Work to be completed.
Report each line of the data that contains the string "black".

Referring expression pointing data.

▬▬▬▬▬▬▬▬▬▬

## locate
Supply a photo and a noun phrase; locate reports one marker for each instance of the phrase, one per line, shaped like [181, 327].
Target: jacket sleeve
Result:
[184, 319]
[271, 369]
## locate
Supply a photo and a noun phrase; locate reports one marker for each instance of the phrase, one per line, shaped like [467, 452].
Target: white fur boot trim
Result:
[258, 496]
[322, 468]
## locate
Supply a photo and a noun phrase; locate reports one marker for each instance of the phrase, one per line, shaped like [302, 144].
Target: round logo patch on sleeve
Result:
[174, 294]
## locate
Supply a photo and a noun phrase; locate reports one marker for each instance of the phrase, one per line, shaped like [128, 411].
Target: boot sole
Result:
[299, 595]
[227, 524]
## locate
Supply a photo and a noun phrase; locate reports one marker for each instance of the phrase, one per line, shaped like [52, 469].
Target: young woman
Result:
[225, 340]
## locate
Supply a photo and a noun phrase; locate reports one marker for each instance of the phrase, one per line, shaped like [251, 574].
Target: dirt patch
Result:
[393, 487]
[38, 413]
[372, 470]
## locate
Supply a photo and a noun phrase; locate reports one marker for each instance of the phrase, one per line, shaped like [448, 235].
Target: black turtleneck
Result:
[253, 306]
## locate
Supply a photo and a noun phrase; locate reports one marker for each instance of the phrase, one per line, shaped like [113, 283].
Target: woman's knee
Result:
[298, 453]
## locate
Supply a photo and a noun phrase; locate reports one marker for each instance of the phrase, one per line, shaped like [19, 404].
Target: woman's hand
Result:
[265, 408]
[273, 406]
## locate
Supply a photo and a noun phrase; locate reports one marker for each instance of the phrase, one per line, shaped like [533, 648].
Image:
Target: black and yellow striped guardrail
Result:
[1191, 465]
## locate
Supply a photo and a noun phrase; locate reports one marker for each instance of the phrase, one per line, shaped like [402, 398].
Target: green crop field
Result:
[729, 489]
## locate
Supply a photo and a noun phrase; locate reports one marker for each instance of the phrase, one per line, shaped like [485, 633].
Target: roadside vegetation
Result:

▬▬▬▬▬▬▬▬▬▬

Exercise solution.
Target: black turtleneck
Target: black and yellow striped guardrail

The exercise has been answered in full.